(What needs to be done) A word-for-word transcript of the closing lines is required: from the one with "(x, y), bottom-right" through the final line of the data.

(Supplied information)
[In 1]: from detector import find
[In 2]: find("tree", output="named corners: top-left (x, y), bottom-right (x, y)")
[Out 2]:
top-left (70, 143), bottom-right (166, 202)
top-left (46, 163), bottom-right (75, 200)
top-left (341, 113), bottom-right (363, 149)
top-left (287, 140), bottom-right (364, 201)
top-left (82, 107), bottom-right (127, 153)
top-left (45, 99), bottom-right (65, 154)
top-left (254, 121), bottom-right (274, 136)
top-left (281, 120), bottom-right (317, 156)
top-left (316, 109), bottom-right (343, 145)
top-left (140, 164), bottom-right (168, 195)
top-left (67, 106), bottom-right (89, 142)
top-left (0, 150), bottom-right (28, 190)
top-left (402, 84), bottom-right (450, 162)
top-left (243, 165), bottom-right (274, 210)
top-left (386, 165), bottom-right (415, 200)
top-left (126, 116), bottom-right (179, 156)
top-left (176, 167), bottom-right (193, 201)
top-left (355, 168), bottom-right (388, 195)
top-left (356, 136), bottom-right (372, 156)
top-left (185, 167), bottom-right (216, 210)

(Output for this exercise)
[In 2]: find("tree", output="named corners: top-left (x, y), bottom-right (x, y)")
[Out 2]:
top-left (70, 143), bottom-right (166, 202)
top-left (46, 163), bottom-right (75, 200)
top-left (341, 113), bottom-right (363, 149)
top-left (287, 140), bottom-right (364, 201)
top-left (82, 107), bottom-right (127, 153)
top-left (45, 99), bottom-right (65, 154)
top-left (254, 121), bottom-right (274, 136)
top-left (281, 120), bottom-right (317, 156)
top-left (316, 109), bottom-right (343, 145)
top-left (140, 164), bottom-right (168, 195)
top-left (67, 106), bottom-right (89, 142)
top-left (0, 150), bottom-right (28, 190)
top-left (402, 84), bottom-right (450, 162)
top-left (243, 165), bottom-right (274, 210)
top-left (386, 165), bottom-right (415, 200)
top-left (126, 116), bottom-right (179, 156)
top-left (176, 167), bottom-right (193, 201)
top-left (355, 168), bottom-right (388, 195)
top-left (356, 136), bottom-right (372, 156)
top-left (185, 167), bottom-right (216, 210)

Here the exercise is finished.